┌──

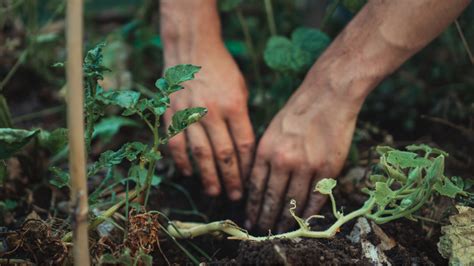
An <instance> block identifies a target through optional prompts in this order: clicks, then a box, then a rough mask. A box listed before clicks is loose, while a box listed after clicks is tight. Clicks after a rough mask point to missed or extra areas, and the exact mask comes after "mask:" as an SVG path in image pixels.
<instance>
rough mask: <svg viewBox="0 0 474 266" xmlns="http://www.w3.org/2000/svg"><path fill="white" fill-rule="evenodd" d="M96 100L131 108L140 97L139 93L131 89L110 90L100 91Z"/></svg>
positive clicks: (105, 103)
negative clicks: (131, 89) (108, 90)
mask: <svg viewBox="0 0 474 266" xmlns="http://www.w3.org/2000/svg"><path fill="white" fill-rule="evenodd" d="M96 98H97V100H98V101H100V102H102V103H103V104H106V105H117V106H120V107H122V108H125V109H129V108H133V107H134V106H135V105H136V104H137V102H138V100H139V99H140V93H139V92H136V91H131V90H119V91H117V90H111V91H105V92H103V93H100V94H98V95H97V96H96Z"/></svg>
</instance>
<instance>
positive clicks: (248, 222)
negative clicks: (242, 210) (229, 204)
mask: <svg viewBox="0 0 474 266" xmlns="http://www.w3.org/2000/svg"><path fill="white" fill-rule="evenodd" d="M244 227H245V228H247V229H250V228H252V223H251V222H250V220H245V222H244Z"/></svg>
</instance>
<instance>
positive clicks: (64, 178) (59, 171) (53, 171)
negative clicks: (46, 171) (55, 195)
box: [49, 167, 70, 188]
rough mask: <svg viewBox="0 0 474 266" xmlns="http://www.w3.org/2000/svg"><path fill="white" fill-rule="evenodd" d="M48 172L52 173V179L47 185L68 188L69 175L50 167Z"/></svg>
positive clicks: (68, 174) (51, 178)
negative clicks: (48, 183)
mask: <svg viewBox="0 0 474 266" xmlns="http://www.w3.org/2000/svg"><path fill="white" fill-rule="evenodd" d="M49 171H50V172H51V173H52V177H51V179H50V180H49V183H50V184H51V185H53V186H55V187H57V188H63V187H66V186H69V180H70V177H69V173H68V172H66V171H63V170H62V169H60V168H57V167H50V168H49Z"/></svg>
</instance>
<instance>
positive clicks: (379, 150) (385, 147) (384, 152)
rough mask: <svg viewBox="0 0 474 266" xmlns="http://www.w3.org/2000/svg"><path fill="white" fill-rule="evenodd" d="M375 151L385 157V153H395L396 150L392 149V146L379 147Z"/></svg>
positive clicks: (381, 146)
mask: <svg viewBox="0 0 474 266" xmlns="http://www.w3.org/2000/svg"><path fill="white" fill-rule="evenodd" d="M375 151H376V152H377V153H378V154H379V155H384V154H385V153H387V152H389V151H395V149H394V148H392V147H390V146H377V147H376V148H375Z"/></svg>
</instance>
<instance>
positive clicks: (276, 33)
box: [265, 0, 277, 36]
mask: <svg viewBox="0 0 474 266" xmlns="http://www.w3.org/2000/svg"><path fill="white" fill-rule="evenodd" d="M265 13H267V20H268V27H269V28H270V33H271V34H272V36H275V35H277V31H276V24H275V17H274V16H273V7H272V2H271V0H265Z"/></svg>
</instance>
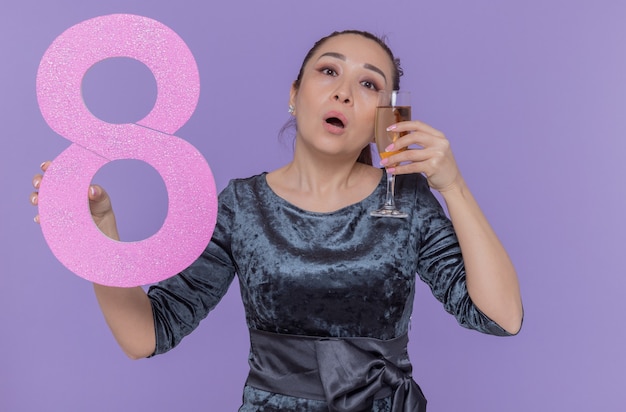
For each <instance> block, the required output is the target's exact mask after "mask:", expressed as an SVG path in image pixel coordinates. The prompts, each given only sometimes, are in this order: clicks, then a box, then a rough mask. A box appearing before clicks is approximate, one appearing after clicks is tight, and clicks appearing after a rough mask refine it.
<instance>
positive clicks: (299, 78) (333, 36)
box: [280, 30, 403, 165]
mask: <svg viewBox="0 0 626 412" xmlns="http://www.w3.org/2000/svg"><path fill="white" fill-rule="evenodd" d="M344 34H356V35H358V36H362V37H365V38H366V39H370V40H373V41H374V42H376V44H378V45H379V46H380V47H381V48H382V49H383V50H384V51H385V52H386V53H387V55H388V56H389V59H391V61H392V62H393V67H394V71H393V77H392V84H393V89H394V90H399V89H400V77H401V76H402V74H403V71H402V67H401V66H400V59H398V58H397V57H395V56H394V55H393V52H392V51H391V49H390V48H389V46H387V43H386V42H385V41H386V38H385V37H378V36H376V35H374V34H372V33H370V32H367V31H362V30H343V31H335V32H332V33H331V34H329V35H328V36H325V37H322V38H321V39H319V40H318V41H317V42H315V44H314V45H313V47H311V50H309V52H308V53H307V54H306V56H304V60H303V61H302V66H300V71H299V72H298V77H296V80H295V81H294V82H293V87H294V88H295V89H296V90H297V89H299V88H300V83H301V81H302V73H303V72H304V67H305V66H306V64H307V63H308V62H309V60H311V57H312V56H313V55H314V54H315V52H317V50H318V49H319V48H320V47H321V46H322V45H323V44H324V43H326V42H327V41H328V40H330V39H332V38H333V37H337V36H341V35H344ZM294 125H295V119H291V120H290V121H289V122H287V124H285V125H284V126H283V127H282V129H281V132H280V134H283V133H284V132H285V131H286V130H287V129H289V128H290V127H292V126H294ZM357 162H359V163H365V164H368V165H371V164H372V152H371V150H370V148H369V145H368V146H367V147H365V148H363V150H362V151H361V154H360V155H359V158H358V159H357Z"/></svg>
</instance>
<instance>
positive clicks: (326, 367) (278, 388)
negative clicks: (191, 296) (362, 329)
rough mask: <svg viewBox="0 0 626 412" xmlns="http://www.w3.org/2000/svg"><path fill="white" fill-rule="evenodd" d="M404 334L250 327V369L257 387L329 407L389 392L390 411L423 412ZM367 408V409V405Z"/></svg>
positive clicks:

└──

Work task -
From the first line of the entries down to the line with "positive clicks: (105, 103)", print each line exactly; omit any picture.

Answer to this problem -
An <instance> block identifies a target through optional prompts in this order: clicks, then a box, then a rough mask. A box listed before clicks is loose, while a box listed after clicks is tight. Clicks after a rough mask point to missed or extra areas, and the exact mask comes after "mask:" as an SVG path in image pixels.
<instance>
rough mask: <svg viewBox="0 0 474 266" xmlns="http://www.w3.org/2000/svg"><path fill="white" fill-rule="evenodd" d="M96 100L131 108L140 97L139 93L131 89L110 90L100 91Z"/></svg>
positive clicks: (105, 103)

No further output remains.